Copy the passage of the Neuralstem licensing article below word for word, from "The platform and cannula have" up to and including "using the platform and cannula technologies.".

=== SELECTED TEXT ===

________________________________________

Neuralstem grants licenses for CNS therapy surgical devices to Cedars-Sinai Medical Centre
Neuralstem, Inc.,a biotechnological company that focuses on the development of stem cell therapy treatments designed to treat neural conditions, has granted licenses to intellectual property surrounding its spinal cord delivery platform, floating cannula, and method for delivering therapeutic agents to the spinal cord to Cedars-Sinai Medical Center, a non-profit academic medical centre located in Los Angeles, California. The license agreements grant Cedars-Sinai Medical Centre the non-exclusive right to use the licensed intellectual property in academic research.
This is the second group of licenses announced by Neuralstem for these technologies. The financial terms of the agreement were not disclosed. Neuralstem holds the exclusive worldwide licenses to the platform and cannula technologies.
The platform and cannula have been used since 2010 in a phase I ALS trial, sponsored by Neuralstem and recently completed at Emory University, covering the delivery of Neuralstem's NSI-566 neural stem cells into the spinal cords of patients with amyotrophic lateral sclerosis (ALS or Lou Gehrig's disease). Neuralstem recently received US FDA approval to commence a phase I trial in chronic spinal cord injury using the platform and cannula technologies.
"This second set of licenses for our devices further demonstrates the growing acceptance of intraspinal delivery of therapeutics, once thought impossible, in the treatment of spinal cord conditions and diseases," said Richard Garr, Neuralstem's president and CEO. "We have shown that it can be done safely in our ALS trial in 15 patients, and 18 procedures, in which three patients successfully returned for second transplants. We plan to continue our licensing programme to industry and academia as they begin to explore the possibilities our technology has enabled."
Neuralstem's patented technology enables the ability to produce neural stem cells of the human brain and spinal cord in commercial quantities, and the ability to control the differentiation of these cells constitutively into mature, physiologically relevant human neurons and glia.

________________________________________

=== RECORDS PROVIDED ===

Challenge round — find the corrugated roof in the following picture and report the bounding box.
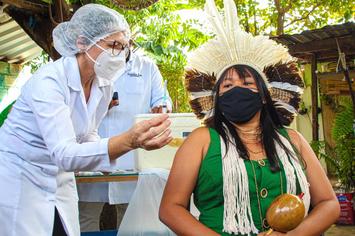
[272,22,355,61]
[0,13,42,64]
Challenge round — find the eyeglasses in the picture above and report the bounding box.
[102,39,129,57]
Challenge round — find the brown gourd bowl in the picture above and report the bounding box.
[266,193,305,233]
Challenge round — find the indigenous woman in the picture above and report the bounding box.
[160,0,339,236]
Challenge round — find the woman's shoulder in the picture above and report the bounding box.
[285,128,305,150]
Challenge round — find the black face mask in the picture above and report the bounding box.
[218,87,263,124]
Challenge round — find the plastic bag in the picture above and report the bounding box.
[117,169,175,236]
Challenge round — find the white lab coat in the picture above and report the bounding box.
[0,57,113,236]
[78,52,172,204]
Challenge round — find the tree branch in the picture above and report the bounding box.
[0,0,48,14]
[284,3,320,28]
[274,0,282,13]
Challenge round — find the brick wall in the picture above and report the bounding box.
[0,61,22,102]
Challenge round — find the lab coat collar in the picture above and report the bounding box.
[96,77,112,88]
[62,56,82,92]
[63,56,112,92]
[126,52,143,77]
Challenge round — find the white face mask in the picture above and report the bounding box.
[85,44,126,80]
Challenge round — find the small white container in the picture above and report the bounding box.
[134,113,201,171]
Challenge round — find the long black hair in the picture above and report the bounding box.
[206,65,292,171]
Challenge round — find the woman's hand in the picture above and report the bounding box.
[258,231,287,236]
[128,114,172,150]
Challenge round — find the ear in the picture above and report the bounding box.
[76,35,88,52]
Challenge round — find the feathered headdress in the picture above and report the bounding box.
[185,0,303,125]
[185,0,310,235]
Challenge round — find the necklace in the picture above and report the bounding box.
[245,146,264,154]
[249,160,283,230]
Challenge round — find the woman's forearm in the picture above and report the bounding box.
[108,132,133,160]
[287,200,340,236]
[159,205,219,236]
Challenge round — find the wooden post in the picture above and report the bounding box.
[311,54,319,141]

________________________________________

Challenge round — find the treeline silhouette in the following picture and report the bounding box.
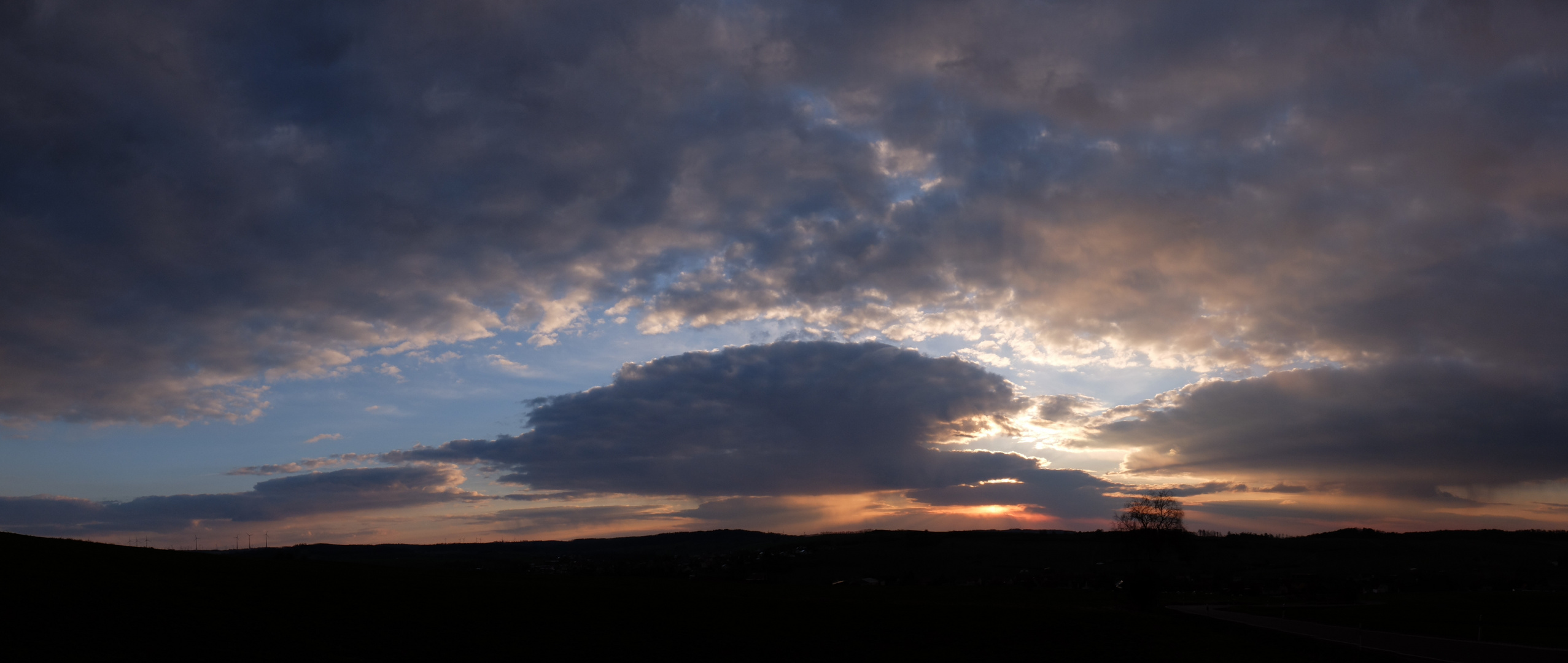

________________________________________

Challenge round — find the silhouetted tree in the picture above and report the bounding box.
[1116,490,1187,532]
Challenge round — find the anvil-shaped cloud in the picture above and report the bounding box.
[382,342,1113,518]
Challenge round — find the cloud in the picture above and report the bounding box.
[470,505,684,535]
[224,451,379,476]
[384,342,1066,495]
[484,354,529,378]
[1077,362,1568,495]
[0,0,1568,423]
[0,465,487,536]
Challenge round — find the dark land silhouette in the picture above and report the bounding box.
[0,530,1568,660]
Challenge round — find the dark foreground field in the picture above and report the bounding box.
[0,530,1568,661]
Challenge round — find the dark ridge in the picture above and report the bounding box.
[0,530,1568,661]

________________________________________

=== RESPONSE ===
The platform and cannula have been used since 2010 in a phase I ALS trial, sponsored by Neuralstem and recently completed at Emory University, covering the delivery of Neuralstem's NSI-566 neural stem cells into the spinal cords of patients with amyotrophic lateral sclerosis (ALS or Lou Gehrig's disease). Neuralstem recently received US FDA approval to commence a phase I trial in chronic spinal cord injury using the platform and cannula technologies.